## INSTRUCTIONS FOR THE TASK
Would you quote every entry exactly, dropping only the pictures?
|---|
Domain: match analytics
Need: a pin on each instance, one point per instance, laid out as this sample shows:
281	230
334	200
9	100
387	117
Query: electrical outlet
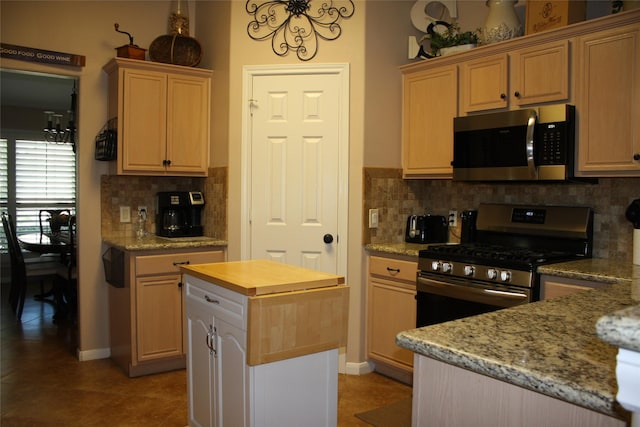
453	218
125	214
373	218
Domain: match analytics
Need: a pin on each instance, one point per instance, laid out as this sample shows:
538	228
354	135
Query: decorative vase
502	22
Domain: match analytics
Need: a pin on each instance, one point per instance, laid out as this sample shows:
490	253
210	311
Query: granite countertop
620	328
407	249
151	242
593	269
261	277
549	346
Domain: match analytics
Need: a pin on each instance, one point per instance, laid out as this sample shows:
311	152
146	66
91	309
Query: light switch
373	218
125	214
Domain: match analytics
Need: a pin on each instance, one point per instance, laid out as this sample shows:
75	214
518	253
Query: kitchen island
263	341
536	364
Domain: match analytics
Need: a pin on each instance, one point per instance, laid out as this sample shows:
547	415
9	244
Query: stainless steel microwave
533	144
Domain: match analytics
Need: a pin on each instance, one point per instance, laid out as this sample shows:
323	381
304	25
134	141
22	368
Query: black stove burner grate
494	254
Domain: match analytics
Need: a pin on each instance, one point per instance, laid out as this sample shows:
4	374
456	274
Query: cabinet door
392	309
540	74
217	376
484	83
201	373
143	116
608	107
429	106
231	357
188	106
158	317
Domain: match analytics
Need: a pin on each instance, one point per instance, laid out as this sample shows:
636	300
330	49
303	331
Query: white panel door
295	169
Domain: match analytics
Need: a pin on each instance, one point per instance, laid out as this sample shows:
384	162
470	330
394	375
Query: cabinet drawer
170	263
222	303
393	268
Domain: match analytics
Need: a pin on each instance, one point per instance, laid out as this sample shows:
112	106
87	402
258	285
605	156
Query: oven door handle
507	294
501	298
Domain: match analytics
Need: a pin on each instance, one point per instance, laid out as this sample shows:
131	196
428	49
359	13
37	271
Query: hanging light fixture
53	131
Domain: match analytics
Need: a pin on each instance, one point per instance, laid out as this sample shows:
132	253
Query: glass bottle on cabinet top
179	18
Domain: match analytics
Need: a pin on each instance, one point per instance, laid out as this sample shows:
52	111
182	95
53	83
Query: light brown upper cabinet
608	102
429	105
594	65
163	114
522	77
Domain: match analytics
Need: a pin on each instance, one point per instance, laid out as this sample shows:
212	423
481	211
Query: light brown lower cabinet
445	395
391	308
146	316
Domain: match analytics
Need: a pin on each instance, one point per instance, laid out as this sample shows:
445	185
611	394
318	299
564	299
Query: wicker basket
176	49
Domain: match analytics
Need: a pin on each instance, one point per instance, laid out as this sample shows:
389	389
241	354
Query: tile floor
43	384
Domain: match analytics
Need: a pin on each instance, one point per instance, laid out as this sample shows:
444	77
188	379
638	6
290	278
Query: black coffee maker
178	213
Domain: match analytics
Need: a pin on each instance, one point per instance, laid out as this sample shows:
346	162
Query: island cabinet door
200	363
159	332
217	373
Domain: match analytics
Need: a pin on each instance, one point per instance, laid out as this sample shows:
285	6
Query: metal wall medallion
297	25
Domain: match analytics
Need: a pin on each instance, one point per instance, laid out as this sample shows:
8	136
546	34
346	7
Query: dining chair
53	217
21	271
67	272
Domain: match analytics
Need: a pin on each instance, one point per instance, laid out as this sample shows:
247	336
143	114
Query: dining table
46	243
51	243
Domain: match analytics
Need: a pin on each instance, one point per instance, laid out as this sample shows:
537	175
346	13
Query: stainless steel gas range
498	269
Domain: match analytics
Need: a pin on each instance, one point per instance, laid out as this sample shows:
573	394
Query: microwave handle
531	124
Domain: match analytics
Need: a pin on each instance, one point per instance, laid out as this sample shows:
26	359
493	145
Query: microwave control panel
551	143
|---|
## ANSWER TO THIS TASK
Domain: match analytics
Need: a pin on each instance, one point per instance, laid out as this sample shows:
281	230
334	200
9	100
387	117
Query: electrical outlet
453	218
125	214
373	218
Domain: match analytics
Need: a pin on each instance, one point per instance, laid out as this sample shows:
538	228
354	135
Query: decorative vase
502	22
Domain: match analytics
Need: a pin on each instance, one point per instance, laid out as this sample shows:
490	253
210	311
Query: granite countertop
620	328
407	249
151	242
593	269
261	277
549	346
Domain: match analytics
Need: a pin on each instance, one point per instance, laid out as this sample shows:
311	152
146	66
91	309
Query: light switch
373	218
125	214
Domain: match analytics
Need: a pin on each instance, one point per instance, laid out as this sample shows:
75	214
518	253
Query: kitchen island
263	341
536	364
Domain: match analytics
Need: a pin on each instance, one point per instance, laid out as this sample shows:
547	415
9	244
Query: stainless steel microwave
533	144
Domain: match analytics
Need: a pin on each instance, one point per instance, laid out as this sample shows:
323	381
304	25
134	141
22	368
Query: black stove burner grate
494	254
Domain: match analytics
Need: a pin on each instance, one point per instance, laid out as this sample shows:
4	374
456	274
Query: cabinet door
392	309
540	74
217	376
484	83
201	373
143	116
608	107
429	106
231	357
188	106
158	317
Domain: match analytics
Need: a pin on each instance, one point per instance, laid out as this sample shows:
636	300
330	49
303	331
Query: white panel door
295	169
Domain: match analytics
Need: a pin on each instance, one point per instance, laid out as this sample shows:
384	162
470	330
394	375
Query: cabinet drawer
170	263
222	303
393	268
Domain: match analytics
Need: a pin on each instance, one point per instance, laid out as this sample shows:
112	106
87	402
258	285
605	156
Query: oven door handle
507	294
501	298
Domain: match analytics
Need: a pin on each instance, one point per instance, laid out as this sample shows:
131	196
428	49
359	13
37	271
Query: hanging light fixture
53	131
Domain: match analytics
Need: a pin on each instance, one point per instance, laid out as this sample shows:
132	253
Query: glass bottle on cabinet top
179	18
Domain: match analytics
Need: a pin on each instance, one point per instance, laid out as this sample shows:
52	111
182	95
53	83
Query: light brown upper cabinet
608	102
429	105
594	65
163	114
522	77
Domain: match analytics
Need: a pin on each instance, one point per instance, laid out as this sample shows:
212	423
481	211
Query: light brown lower cabinet
445	395
391	308
146	316
Domain: match analytics
Need: a pin on each instance, one point per instance, laid out as this sample shows:
445	185
611	394
318	299
564	299
Query: wicker basket
176	49
Domain: match analytics
Need: a pin on each instance, one point per instance, laid out as this sample shows:
389	389
241	354
Query: tile floor
43	384
Domain: match analytics
Need: a pin on each instance, one point per instance, laid out as this sample shows:
444	77
188	379
638	6
290	278
Query: black coffee maker
178	213
Domain: match analytics
Need: a pin on each instance, one point per instance, laid out as this sample shows:
346	162
Query: island cabinet door
200	363
159	332
217	373
Domain: match analytics
Need: a pin on each instance, one point per instance, laid out as this sample shows:
285	6
Query: metal wall medallion
297	25
Domain: match analytics
Need: a pin on each instance, one point per instance, laid out as this sample shows:
8	136
546	34
346	7
Query: dining chair
53	217
21	271
67	272
Domain: match analytics
Need: a pin on each instance, one point per instance, laid out as this sample shows:
247	336
143	114
Query: dining table
46	243
51	243
Domain: match analytics
Need: a pin on each instance, one point per instance, laid out as this sample shows:
537	175
346	13
Query: stainless steel gas range
498	269
Domain: match analytics
Need: a pin on each instance, one point per instance, laid out as this sample shows:
573	394
Query: microwave handle
531	124
Domain: match analytics
Need: a pin on each instance, one point per instance, laid out as this sample shows:
26	359
493	145
Query: microwave control panel
551	143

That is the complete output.